• [Exercise task] Rewrite the song feedback from "OVERALL THEME/IDEA: Idea" to "start to finish.", changing "unique" to "original".

• [Supplied text]
::::::
TITLE/HOOK: Your title is really ok, but the thought of a "Red Hot Glow"
could be a more relatable title to the listener. If going with "Red Hot Glow"
you can then build around the idea to support this thought throughout the
song to allow the hook to leave the most solid message to the listener.

LYRIC: As mentioned above, the title change to the suggestion above will be a
more relatable thought to the listener. Consider using this title change and
re-wrokingthe lyric to present thoughts of a "red hot glow". Using verse
sections to paint the picture of how the night and everything that represents
this night looks and feels hot, such as the lights, the girls, the whiskey
etc. will allow the lyric to support the thought throughout.

OVERALL THEME/IDEA: Idea is unique but a bit confusing right now due to the
lack of lyrical support to the idea. Using the above suggestions will allow
the lyric to paint a stronger picture of a "red hot glow" and will allow the
song to be themed well form start to finish.
::::::
• [Data extract]
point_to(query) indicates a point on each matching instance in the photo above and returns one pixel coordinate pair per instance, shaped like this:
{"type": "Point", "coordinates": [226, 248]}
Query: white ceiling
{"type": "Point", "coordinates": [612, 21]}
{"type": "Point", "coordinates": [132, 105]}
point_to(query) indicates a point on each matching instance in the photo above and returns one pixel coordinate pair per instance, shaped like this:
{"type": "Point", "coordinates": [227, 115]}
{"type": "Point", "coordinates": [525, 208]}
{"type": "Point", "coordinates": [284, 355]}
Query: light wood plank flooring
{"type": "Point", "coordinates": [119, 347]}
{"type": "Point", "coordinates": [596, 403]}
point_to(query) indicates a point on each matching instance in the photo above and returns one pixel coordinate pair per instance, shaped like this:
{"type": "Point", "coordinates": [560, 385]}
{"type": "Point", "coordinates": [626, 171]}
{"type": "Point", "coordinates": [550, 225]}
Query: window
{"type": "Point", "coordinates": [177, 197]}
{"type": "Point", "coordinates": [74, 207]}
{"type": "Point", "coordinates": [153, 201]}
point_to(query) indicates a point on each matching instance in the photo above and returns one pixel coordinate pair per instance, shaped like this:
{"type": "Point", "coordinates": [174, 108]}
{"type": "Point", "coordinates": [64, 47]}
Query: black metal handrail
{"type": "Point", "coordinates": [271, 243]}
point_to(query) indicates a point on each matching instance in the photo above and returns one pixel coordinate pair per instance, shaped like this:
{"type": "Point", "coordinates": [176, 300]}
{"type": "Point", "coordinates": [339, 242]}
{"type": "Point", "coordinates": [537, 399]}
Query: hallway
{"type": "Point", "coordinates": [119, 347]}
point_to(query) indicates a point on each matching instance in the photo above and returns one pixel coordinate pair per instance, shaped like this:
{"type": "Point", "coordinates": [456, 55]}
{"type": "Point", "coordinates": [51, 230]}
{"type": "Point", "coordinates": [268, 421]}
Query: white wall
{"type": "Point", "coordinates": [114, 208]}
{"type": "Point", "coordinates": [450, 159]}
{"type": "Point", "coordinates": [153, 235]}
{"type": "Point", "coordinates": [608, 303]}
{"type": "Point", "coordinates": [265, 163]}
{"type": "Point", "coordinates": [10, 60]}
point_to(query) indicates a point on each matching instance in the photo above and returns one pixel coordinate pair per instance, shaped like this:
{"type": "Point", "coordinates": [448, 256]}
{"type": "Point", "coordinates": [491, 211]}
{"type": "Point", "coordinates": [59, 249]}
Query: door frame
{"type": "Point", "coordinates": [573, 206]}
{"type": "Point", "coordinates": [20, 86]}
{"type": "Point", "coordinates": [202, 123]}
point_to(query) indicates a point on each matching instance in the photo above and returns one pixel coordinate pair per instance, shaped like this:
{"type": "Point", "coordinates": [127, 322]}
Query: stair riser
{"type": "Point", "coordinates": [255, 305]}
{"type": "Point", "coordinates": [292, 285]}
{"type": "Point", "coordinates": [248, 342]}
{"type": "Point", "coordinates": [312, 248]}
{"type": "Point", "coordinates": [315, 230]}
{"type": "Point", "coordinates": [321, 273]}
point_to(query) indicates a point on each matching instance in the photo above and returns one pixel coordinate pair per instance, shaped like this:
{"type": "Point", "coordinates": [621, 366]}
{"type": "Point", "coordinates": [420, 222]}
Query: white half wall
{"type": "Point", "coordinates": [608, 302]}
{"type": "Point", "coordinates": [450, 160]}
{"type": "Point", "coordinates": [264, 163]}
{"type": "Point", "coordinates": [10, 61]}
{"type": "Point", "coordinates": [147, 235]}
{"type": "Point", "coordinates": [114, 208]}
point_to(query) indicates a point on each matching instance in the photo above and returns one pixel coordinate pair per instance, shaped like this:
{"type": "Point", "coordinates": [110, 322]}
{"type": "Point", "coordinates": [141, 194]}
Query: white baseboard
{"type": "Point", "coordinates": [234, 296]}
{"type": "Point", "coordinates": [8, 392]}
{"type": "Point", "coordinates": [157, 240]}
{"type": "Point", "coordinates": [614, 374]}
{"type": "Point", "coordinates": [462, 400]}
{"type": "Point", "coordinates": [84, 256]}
::::::
• [Problem solution]
OVERALL THEME/IDEA: Idea is original but a bit confusing right now due to the
lack of lyrical support to the idea. Using the above suggestions will allow
the lyric to paint a stronger picture of a "red hot glow" and will allow the
song to be themed well form start to finish.